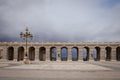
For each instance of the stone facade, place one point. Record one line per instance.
(46, 51)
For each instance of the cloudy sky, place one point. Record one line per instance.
(60, 20)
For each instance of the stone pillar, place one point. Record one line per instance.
(47, 53)
(36, 53)
(58, 53)
(113, 53)
(15, 53)
(102, 54)
(69, 53)
(91, 53)
(80, 55)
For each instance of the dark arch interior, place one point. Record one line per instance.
(53, 54)
(118, 53)
(85, 54)
(74, 54)
(42, 54)
(97, 54)
(10, 53)
(108, 53)
(20, 53)
(32, 53)
(64, 54)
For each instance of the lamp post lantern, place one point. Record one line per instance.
(25, 37)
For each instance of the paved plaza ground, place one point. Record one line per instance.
(88, 70)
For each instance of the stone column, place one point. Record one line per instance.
(15, 53)
(102, 54)
(36, 53)
(80, 55)
(69, 53)
(58, 53)
(47, 53)
(91, 53)
(113, 53)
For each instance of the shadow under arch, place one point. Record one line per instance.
(42, 53)
(64, 54)
(10, 53)
(86, 54)
(31, 53)
(20, 56)
(75, 54)
(108, 53)
(96, 54)
(53, 53)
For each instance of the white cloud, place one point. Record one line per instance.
(61, 20)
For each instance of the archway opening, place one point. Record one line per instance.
(74, 54)
(20, 53)
(85, 54)
(64, 54)
(53, 54)
(10, 53)
(42, 54)
(118, 53)
(32, 53)
(97, 53)
(108, 53)
(1, 53)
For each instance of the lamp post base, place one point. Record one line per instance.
(26, 61)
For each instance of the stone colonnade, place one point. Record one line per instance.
(97, 51)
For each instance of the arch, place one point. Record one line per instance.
(42, 54)
(10, 53)
(118, 53)
(20, 54)
(1, 53)
(85, 53)
(97, 53)
(31, 53)
(74, 54)
(53, 53)
(108, 53)
(64, 54)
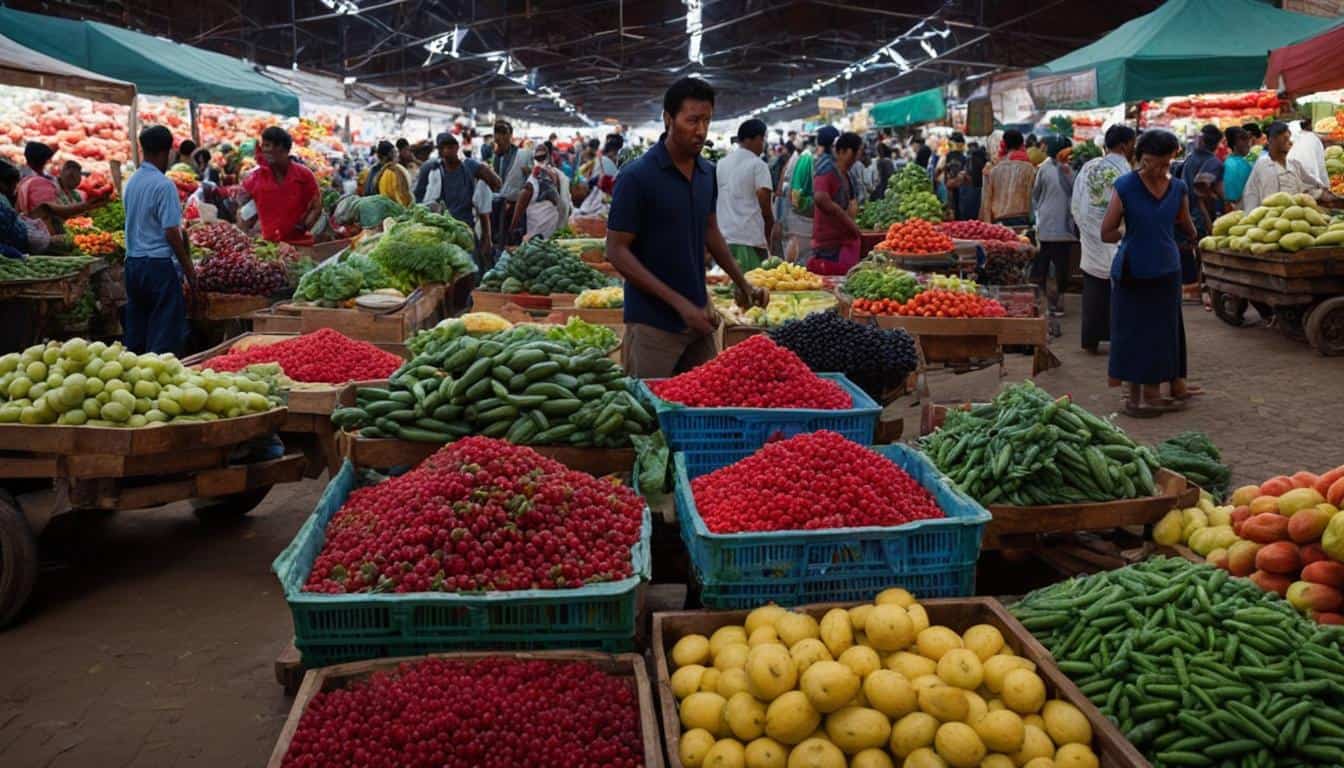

BRIEF: When you return the listing, keep it exact and omit any pictures it holds.

THE COMPLETED TASK:
For each instance of the stone facade, place one point. Record one line per instance.
(46, 51)
For each instance of the cloudy sky, place one point. Record one line per instance.
(60, 20)
For each instance of the stone pillar, place one point. Record one line per instance.
(47, 53)
(36, 53)
(58, 53)
(113, 53)
(15, 53)
(102, 54)
(69, 53)
(91, 53)
(80, 55)
For each instance of the dark arch interior, place one point. Record one line per instance.
(53, 54)
(118, 53)
(85, 54)
(74, 54)
(42, 54)
(97, 54)
(10, 53)
(108, 53)
(20, 53)
(32, 53)
(64, 54)
For each instance of the lamp post lantern, place one point. Record one line per instance.
(25, 37)
For each instance of the paved plaza ground, place one point. Record one line per instance.
(88, 70)
For each instance of the stone column, place one point. Record one line per instance.
(15, 53)
(102, 54)
(36, 53)
(80, 55)
(69, 53)
(58, 53)
(47, 53)
(91, 53)
(113, 53)
For each instance of the shadow under arch, place one point. Record one line per instance.
(42, 53)
(64, 54)
(10, 53)
(86, 54)
(31, 53)
(20, 56)
(75, 54)
(108, 53)
(96, 54)
(53, 53)
For each instance of the white cloud, place one point. Record one line per instance.
(61, 20)
For each instance of the archway opening, place one point. Record one line per instance.
(74, 54)
(20, 53)
(85, 54)
(64, 54)
(53, 54)
(10, 53)
(42, 54)
(118, 53)
(32, 53)
(97, 53)
(108, 53)
(1, 53)
For each instance of the lamp post base, place one point. Record one line per instance.
(26, 61)
For each instance of the stone colonnade, place one point. Record one line per instance.
(97, 51)
For each instance of the arch, place one point. Record one line per instance.
(42, 54)
(10, 53)
(118, 53)
(20, 54)
(1, 53)
(85, 53)
(97, 53)
(31, 53)
(74, 54)
(53, 53)
(108, 53)
(64, 54)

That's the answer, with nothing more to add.